Bug 527427

Summary: sed reports syntax errors with some multibyte characters
Product: Red Hat Enterprise Linux 5 Reporter: john.haxby <john.haxby>
Component: sedAssignee: Vojtech Vitek <vvitek>
Status: CLOSED ERRATA QA Contact: BaseOS QE <qe-baseos-auto>
Severity: medium Docs Contact:
Priority: low    
Version: 5.4CC: hripps, ovasik, pbonzini, pmuller, rvokal
Target Milestone: rc   
Target Release: ---   
Hardware: All   
OS: Linux   
Whiteboard:
Fixed In Version: Doc Type: Bug Fix
Doc Text:
Story Points: ---
Clone Of: Environment:
Last Closed: 2011-03-30 07:55:41 UTC Type: ---
Regression: --- Mount Type: ---
Documentation: --- CRM:
Verified Versions: Category: ---
oVirt Team: --- RHEL 7.3 requirements from Atomic Host:
Cloudforms Team: --- Target Upstream Version:
Embargoed:
Attachments:
Description Flags
Patch to fix this issue
none
Fix multibyte characters syntax error and possible infinite loop
none
Fix multibyte characters syntax error and possible infinite loop none

Description john.haxby@oracle.com 2009-10-06 11:40:34 UTC
Created attachment 363816 [details]
Patch to fix this issue

Description of problem:

Using a multibyte character that ends with 0x5c (backslash) can cause sed to report syntax errors.


Version-Release number of selected component (if applicable): sed-4.1.5-5


How reproducible:  Always


Steps to Reproduce:
1.  Start with your shell in a UTF-8 locale, eg en-US.UTF-8 (you can probably do this in a different locale, but it definitely works if you start in a UTF-8 locale).

2. Run the follow commands to construct a sed script:

   U2010=$(echo -ne '\x20\x10' | iconv -f ucs-2be)
   echo "echo '$U2010' | sed 's/$U2010/hyphen/g'" | iconv -t gbk > /tmp/script

3. Run the shell script in a locale that uses the gbk character set:

   LC_ALL=zh_CN.gbk sh /tmp/script 2>&1 | iconv -f gbk
  
Actual results:
   The script reports an error:

    sed:-e 表达式 #1,字符 13:unterminated `s' command

Expected results:

   The single word "hyphen"


Additional info:

The error arises because the character U+2010 (HYPHEN) is encoded as \xa9\x5c in the gbk encoding.  Sed sees the "\x5c" as a backslash escaping the following character which, in this case, is the "/" that we hope is going to terminate the pattern; it doesn't and so we get a syntax error.

Of course, this is just one character in one encoding.  There are likely to be many others and this is just one example.   I have another example for SJIS, (U+8868) but SJIS isn't a good encoding to use for reporting bugs :-).

This bug is alluded to in bug 524837 but it doesn't need a rebase to 4.2 to fix it.  The attached patch is taken from sed 4.2 and does in fact fix this problem and can be applied with out needing to rebase.

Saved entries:
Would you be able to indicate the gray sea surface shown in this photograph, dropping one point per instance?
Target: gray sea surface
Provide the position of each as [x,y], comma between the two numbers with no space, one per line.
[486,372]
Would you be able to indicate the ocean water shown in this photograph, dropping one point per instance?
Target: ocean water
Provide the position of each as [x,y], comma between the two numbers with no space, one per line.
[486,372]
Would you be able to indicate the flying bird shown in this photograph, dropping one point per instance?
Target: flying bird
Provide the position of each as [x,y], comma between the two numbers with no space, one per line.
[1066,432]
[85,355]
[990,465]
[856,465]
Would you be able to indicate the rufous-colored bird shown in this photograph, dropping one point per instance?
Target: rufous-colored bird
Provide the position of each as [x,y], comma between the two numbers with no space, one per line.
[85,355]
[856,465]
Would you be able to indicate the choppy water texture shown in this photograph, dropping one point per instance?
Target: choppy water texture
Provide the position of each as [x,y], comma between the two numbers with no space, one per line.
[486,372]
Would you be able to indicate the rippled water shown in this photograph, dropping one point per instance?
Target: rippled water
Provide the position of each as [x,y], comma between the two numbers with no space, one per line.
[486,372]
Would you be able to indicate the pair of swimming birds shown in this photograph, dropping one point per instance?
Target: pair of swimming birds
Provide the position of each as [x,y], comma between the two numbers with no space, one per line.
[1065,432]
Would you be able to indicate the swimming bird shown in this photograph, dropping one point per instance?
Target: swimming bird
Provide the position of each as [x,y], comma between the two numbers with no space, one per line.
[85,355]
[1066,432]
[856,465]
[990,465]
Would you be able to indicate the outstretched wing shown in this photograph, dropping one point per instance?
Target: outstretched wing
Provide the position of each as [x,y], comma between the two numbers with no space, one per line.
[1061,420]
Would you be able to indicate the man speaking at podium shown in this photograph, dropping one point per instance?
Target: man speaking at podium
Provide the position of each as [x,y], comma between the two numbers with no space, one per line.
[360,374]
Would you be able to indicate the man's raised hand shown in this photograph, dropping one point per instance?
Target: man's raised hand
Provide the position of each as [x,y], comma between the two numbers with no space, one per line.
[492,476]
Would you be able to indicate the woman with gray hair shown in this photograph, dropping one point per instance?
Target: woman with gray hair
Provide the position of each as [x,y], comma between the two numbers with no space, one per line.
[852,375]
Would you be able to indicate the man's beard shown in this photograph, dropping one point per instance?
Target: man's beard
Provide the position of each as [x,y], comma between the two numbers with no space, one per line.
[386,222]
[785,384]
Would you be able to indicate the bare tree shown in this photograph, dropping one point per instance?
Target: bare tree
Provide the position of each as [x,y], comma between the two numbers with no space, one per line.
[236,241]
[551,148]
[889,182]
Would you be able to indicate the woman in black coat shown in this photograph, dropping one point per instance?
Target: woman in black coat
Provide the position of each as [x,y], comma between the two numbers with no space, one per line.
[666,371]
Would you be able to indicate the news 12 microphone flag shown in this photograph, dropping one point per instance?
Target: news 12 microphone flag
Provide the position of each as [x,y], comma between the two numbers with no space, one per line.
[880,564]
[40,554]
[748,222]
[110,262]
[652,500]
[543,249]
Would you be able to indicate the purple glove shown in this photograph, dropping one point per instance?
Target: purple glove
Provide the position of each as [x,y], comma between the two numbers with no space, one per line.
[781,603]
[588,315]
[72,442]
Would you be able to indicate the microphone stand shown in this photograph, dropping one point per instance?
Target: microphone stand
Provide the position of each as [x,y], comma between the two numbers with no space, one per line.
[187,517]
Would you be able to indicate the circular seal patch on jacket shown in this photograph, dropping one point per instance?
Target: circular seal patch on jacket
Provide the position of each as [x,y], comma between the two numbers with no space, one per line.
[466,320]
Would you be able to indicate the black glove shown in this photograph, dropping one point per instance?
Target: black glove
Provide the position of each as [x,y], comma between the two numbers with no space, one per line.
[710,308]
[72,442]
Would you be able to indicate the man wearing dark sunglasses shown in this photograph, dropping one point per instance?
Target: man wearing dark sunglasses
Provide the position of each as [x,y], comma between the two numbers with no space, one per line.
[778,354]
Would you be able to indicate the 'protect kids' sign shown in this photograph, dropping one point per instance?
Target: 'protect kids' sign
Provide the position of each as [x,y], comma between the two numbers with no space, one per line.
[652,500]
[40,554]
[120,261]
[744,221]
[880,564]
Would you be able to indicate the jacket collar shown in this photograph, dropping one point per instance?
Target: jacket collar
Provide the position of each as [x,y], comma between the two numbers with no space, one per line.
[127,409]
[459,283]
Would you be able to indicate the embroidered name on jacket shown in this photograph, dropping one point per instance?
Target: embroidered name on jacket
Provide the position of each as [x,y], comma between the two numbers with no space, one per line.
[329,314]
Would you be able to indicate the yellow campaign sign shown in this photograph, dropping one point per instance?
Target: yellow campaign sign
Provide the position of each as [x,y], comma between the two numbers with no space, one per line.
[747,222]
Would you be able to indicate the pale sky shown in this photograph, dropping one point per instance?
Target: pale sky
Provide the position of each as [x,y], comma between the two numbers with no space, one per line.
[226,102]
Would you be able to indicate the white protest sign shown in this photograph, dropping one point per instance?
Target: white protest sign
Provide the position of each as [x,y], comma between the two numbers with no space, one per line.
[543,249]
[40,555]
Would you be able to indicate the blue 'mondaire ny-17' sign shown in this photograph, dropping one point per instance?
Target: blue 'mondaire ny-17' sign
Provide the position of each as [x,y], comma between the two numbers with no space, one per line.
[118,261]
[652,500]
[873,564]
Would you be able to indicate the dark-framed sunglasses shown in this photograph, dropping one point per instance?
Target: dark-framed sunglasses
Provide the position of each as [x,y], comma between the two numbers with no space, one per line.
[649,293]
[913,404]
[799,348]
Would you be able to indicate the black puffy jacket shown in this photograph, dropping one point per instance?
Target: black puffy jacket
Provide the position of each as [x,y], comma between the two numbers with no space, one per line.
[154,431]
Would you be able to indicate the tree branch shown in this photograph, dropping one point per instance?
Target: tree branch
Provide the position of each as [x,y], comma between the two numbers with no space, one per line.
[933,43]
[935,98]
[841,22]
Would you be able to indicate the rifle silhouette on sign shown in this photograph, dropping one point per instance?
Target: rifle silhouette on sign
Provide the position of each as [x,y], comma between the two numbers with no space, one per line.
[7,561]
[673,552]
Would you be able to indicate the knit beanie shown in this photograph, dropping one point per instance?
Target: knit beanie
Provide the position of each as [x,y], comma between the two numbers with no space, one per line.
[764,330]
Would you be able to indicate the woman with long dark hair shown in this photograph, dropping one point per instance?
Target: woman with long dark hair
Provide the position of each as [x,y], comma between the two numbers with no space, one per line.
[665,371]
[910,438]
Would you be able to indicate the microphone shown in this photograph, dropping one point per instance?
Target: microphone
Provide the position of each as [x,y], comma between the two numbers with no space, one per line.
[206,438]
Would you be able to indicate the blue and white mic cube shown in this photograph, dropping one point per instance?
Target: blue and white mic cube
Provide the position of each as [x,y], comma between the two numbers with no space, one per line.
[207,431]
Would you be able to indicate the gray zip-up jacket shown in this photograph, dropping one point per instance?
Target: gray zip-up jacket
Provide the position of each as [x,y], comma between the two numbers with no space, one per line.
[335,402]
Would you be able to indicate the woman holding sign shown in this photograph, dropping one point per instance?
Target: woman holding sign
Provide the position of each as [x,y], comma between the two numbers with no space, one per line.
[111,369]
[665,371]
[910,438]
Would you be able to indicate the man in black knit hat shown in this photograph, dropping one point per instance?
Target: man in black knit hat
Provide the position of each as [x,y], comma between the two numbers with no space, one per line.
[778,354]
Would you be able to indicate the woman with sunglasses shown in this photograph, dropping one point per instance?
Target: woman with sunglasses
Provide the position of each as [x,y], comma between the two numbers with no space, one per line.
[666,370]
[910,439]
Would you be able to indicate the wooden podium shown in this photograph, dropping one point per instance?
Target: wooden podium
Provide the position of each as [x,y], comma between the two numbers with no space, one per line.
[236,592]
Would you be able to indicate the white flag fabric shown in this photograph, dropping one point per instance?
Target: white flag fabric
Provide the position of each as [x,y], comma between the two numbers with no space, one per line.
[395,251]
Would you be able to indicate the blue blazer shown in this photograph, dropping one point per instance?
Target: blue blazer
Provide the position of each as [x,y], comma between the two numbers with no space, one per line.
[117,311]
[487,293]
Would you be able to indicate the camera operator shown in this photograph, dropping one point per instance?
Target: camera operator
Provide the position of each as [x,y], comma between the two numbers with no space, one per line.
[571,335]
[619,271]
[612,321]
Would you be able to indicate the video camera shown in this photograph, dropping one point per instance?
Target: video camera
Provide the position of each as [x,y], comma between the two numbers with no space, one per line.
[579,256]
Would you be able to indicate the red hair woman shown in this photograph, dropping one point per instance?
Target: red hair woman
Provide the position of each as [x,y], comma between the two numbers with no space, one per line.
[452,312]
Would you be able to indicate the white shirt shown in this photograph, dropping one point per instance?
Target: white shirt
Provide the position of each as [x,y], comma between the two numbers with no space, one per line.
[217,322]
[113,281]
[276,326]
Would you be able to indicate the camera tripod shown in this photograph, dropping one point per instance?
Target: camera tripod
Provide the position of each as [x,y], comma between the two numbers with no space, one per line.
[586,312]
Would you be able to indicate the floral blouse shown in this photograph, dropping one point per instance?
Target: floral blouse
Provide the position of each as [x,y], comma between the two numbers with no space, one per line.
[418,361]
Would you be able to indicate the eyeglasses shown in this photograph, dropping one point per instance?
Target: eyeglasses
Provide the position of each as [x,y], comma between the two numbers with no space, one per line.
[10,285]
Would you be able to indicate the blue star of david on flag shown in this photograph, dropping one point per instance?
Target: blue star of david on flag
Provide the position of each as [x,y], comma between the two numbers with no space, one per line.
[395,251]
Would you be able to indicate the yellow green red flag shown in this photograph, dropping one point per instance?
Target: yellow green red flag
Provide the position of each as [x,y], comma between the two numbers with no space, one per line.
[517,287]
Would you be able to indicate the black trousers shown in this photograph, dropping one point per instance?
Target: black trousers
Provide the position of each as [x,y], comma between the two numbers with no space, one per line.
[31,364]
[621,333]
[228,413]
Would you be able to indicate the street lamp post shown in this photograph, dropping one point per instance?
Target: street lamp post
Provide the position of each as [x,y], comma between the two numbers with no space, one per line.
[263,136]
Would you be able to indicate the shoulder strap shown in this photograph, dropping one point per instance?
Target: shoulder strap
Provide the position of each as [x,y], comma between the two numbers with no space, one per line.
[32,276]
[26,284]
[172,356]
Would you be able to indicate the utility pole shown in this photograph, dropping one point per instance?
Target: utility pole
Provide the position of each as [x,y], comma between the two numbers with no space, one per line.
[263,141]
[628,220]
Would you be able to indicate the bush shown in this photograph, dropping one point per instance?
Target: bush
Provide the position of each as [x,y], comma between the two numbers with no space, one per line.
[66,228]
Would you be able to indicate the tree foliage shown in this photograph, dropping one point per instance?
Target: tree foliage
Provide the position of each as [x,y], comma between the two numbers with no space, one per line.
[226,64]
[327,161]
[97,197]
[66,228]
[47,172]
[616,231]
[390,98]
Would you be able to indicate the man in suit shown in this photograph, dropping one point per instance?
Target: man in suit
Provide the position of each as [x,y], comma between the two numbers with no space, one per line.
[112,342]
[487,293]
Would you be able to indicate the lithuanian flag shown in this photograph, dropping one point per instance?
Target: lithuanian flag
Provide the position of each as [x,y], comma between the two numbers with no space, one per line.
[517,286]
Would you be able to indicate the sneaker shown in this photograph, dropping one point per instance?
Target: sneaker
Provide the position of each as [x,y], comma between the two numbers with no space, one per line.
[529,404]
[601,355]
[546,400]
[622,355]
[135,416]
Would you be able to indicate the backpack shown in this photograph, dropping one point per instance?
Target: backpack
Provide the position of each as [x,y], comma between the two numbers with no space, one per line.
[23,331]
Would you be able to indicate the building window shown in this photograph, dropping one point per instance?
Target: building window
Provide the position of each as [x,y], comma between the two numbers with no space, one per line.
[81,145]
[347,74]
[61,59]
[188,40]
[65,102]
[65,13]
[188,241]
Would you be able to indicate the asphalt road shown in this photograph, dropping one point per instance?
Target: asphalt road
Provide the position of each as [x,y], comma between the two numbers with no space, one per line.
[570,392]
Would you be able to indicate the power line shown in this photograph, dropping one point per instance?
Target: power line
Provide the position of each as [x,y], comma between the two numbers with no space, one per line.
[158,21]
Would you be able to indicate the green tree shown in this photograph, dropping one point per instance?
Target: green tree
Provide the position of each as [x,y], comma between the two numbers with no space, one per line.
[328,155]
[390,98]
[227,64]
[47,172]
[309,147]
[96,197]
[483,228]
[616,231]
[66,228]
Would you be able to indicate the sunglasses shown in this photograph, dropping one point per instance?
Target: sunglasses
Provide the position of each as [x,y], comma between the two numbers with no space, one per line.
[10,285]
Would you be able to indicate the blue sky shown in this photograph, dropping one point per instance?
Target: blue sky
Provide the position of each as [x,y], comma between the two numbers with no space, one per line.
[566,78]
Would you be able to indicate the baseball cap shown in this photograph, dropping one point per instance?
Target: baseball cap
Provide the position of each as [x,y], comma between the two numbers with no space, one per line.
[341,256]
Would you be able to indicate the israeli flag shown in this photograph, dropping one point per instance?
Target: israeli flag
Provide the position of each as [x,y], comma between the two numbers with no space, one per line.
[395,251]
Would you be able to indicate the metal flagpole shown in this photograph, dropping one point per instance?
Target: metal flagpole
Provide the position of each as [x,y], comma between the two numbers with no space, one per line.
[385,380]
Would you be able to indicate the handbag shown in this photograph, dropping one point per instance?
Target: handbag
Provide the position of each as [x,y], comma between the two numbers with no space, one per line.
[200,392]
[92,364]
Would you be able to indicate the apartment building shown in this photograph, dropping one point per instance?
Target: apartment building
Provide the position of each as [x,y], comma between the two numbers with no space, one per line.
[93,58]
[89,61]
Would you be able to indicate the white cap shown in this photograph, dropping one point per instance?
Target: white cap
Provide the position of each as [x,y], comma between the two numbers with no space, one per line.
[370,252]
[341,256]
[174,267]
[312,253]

> DIRECTIVE: In the sed bug report, turn the paragraph starting "The error arises because" into a short list that keeps its main facts. You won't need the rows for this.

> THE ANSWER:
- In the gbk encoding, the character U+2010 (HYPHEN) is encoded as \xa9\x5c.
- sed treats the "\x5c" as a backslash that escapes the next character.
- Here that next character is the "/" meant to end the pattern.
- The "/" doesn't end the pattern, so sed reports a syntax error.